* _Problem requirements_: Please put every line of the material below into a JSON list of strings, with one string per line and blank lines left out.

[Begin Records]

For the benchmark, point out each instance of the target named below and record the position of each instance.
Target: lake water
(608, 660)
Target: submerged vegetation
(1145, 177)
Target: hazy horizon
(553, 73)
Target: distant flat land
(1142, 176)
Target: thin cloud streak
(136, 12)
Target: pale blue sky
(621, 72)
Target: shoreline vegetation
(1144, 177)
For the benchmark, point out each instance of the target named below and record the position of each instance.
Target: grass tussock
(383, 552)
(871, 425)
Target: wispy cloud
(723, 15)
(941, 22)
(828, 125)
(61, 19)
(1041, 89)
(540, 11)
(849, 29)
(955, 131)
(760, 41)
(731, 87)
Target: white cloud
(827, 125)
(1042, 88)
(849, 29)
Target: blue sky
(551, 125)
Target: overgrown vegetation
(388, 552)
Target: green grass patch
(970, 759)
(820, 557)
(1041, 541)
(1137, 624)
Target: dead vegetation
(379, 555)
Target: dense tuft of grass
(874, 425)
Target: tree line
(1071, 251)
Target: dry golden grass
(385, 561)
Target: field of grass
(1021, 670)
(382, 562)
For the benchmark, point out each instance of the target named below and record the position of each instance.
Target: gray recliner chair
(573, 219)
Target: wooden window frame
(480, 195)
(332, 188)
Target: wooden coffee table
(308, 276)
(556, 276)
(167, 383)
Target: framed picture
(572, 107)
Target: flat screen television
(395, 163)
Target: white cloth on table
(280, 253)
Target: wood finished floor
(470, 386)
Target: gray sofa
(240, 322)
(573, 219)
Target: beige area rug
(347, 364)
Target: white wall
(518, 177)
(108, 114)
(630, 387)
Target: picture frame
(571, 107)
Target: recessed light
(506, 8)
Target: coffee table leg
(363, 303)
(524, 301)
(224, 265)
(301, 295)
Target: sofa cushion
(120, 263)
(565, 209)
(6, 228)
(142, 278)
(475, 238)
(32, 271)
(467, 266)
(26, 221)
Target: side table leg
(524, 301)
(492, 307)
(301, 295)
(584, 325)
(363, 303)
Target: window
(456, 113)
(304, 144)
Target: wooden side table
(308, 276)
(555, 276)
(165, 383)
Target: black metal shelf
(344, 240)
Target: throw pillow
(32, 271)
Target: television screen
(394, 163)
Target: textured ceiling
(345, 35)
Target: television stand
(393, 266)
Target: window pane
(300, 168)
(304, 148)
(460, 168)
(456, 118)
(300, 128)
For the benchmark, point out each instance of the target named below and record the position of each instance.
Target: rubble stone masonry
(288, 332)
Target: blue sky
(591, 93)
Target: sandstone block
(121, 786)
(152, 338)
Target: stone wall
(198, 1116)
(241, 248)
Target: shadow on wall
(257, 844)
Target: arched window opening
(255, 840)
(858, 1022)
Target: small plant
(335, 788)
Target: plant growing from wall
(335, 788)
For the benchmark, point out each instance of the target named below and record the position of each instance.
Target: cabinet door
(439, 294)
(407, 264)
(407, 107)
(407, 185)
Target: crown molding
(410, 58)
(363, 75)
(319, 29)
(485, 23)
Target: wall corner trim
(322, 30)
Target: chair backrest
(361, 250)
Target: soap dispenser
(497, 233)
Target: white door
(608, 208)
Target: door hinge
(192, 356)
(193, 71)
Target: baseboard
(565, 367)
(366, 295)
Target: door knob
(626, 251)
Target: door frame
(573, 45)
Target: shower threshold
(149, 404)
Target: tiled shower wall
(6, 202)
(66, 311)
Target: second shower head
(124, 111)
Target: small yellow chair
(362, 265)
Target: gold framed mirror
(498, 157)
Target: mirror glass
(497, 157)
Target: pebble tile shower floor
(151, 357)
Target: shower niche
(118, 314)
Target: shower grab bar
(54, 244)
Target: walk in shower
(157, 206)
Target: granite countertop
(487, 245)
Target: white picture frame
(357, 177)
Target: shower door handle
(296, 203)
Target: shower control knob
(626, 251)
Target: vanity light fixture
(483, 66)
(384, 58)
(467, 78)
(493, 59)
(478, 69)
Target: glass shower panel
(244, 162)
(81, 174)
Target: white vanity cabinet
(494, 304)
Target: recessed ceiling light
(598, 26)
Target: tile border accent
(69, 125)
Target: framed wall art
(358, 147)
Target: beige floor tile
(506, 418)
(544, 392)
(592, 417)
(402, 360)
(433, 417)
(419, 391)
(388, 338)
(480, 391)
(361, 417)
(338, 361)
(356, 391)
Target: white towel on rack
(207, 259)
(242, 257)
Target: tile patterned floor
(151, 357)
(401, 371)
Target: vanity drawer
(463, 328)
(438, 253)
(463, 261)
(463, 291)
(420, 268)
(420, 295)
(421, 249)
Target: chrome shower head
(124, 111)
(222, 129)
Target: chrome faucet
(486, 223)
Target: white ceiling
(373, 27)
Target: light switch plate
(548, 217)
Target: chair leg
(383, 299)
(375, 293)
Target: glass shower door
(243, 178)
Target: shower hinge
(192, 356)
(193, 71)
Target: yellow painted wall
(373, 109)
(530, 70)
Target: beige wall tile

[End Records]

* _Response to the exercise_:
[
  "For the benchmark, point out each instance of the target named below and record the position of each instance.",
  "Target: lake water",
  "(608, 660)",
  "Target: submerged vegetation",
  "(1145, 177)",
  "Target: hazy horizon",
  "(553, 73)",
  "Target: distant flat land",
  "(1142, 176)",
  "Target: thin cloud streak",
  "(136, 12)",
  "Target: pale blue sky",
  "(621, 72)",
  "Target: shoreline vegetation",
  "(1144, 177)",
  "For the benchmark, point out each instance of the target named below and record the position of each instance.",
  "Target: grass tussock",
  "(383, 552)",
  "(871, 425)",
  "Target: wispy cloud",
  "(723, 15)",
  "(941, 22)",
  "(828, 125)",
  "(61, 19)",
  "(1041, 89)",
  "(540, 11)",
  "(849, 29)",
  "(955, 131)",
  "(760, 41)",
  "(731, 87)",
  "Target: white cloud",
  "(827, 125)",
  "(1042, 88)",
  "(849, 29)",
  "Target: blue sky",
  "(551, 125)",
  "Target: overgrown vegetation",
  "(388, 552)",
  "Target: green grass patch",
  "(970, 759)",
  "(820, 557)",
  "(1041, 541)",
  "(1137, 624)",
  "Target: dead vegetation",
  "(379, 555)",
  "Target: dense tuft of grass",
  "(874, 425)",
  "Target: tree line",
  "(1071, 251)",
  "Target: dry golden grass",
  "(385, 561)",
  "Target: field of grass",
  "(1021, 670)",
  "(382, 562)",
  "For the benchmark, point out each instance of the target named below and record the position of each instance.",
  "Target: gray recliner chair",
  "(573, 219)",
  "Target: wooden window frame",
  "(480, 195)",
  "(332, 188)",
  "Target: wooden coffee table",
  "(308, 276)",
  "(556, 276)",
  "(167, 383)",
  "Target: framed picture",
  "(572, 107)",
  "Target: flat screen television",
  "(395, 163)",
  "Target: white cloth on table",
  "(280, 253)",
  "Target: wood finished floor",
  "(470, 386)",
  "Target: gray sofa",
  "(240, 322)",
  "(573, 219)",
  "Target: beige area rug",
  "(347, 364)",
  "Target: white wall",
  "(518, 177)",
  "(108, 114)",
  "(630, 387)",
  "Target: picture frame",
  "(571, 107)",
  "Target: recessed light",
  "(506, 8)",
  "Target: coffee table leg",
  "(363, 303)",
  "(524, 301)",
  "(224, 265)",
  "(301, 295)",
  "Target: sofa cushion",
  "(120, 263)",
  "(565, 209)",
  "(6, 228)",
  "(142, 278)",
  "(475, 238)",
  "(32, 271)",
  "(467, 266)",
  "(26, 221)",
  "Target: side table leg",
  "(524, 301)",
  "(492, 307)",
  "(301, 295)",
  "(584, 325)",
  "(363, 303)",
  "Target: window",
  "(456, 113)",
  "(304, 144)",
  "Target: wooden side table",
  "(308, 276)",
  "(555, 276)",
  "(165, 383)",
  "Target: black metal shelf",
  "(344, 240)",
  "Target: throw pillow",
  "(32, 271)",
  "Target: television screen",
  "(394, 163)",
  "Target: textured ceiling",
  "(345, 35)",
  "Target: television stand",
  "(393, 266)",
  "Target: window pane",
  "(300, 168)",
  "(304, 148)",
  "(460, 168)",
  "(456, 118)",
  "(300, 128)",
  "For the benchmark, point out each instance of the target named below and record the position of each instance.",
  "Target: rubble stone masonry",
  "(288, 332)",
  "Target: blue sky",
  "(591, 93)",
  "Target: sandstone block",
  "(121, 786)",
  "(152, 338)",
  "Target: stone wall",
  "(198, 1116)",
  "(241, 248)",
  "Target: shadow on wall",
  "(257, 844)",
  "Target: arched window opening",
  "(255, 840)",
  "(858, 1022)",
  "Target: small plant",
  "(335, 788)",
  "Target: plant growing from wall",
  "(335, 788)",
  "For the benchmark, point out each instance of the target named below and record the position of each instance.",
  "Target: cabinet door",
  "(439, 294)",
  "(407, 264)",
  "(407, 107)",
  "(407, 185)",
  "Target: crown molding",
  "(410, 58)",
  "(363, 75)",
  "(319, 29)",
  "(485, 23)",
  "Target: wall corner trim",
  "(322, 30)",
  "Target: chair backrest",
  "(361, 250)",
  "Target: soap dispenser",
  "(497, 233)",
  "Target: white door",
  "(608, 208)",
  "Target: door hinge",
  "(192, 356)",
  "(193, 71)",
  "Target: baseboard",
  "(565, 367)",
  "(366, 295)",
  "Target: door knob",
  "(626, 251)",
  "Target: door frame",
  "(573, 45)",
  "Target: shower threshold",
  "(149, 404)",
  "Target: tiled shower wall",
  "(6, 202)",
  "(66, 311)",
  "Target: second shower head",
  "(124, 111)",
  "Target: small yellow chair",
  "(362, 265)",
  "Target: gold framed mirror",
  "(498, 157)",
  "Target: mirror glass",
  "(497, 157)",
  "Target: pebble tile shower floor",
  "(151, 357)",
  "Target: shower niche",
  "(118, 314)",
  "Target: shower grab bar",
  "(54, 244)",
  "Target: walk in shower",
  "(157, 206)",
  "Target: granite countertop",
  "(487, 245)",
  "Target: white picture frame",
  "(357, 177)",
  "Target: shower door handle",
  "(296, 203)",
  "Target: shower control knob",
  "(626, 251)",
  "Target: vanity light fixture",
  "(483, 66)",
  "(384, 58)",
  "(467, 78)",
  "(493, 59)",
  "(478, 69)",
  "Target: glass shower panel",
  "(244, 162)",
  "(81, 174)",
  "Target: white vanity cabinet",
  "(494, 304)",
  "Target: recessed ceiling light",
  "(598, 26)",
  "Target: tile border accent",
  "(69, 125)",
  "Target: framed wall art",
  "(358, 147)",
  "Target: beige floor tile",
  "(506, 418)",
  "(544, 392)",
  "(592, 417)",
  "(402, 360)",
  "(433, 417)",
  "(419, 391)",
  "(388, 338)",
  "(480, 391)",
  "(361, 417)",
  "(338, 361)",
  "(356, 391)",
  "Target: white towel on rack",
  "(207, 259)",
  "(242, 257)",
  "Target: tile patterned floor",
  "(151, 357)",
  "(401, 371)",
  "Target: vanity drawer",
  "(463, 328)",
  "(438, 253)",
  "(463, 261)",
  "(463, 291)",
  "(420, 268)",
  "(420, 295)",
  "(421, 249)",
  "Target: chrome shower head",
  "(124, 111)",
  "(222, 129)",
  "Target: chrome faucet",
  "(486, 223)",
  "Target: white ceiling",
  "(373, 27)",
  "Target: light switch plate",
  "(548, 217)",
  "Target: chair leg",
  "(383, 299)",
  "(375, 293)",
  "Target: glass shower door",
  "(243, 178)",
  "Target: shower hinge",
  "(192, 356)",
  "(193, 71)",
  "Target: yellow painted wall",
  "(373, 109)",
  "(530, 70)",
  "Target: beige wall tile"
]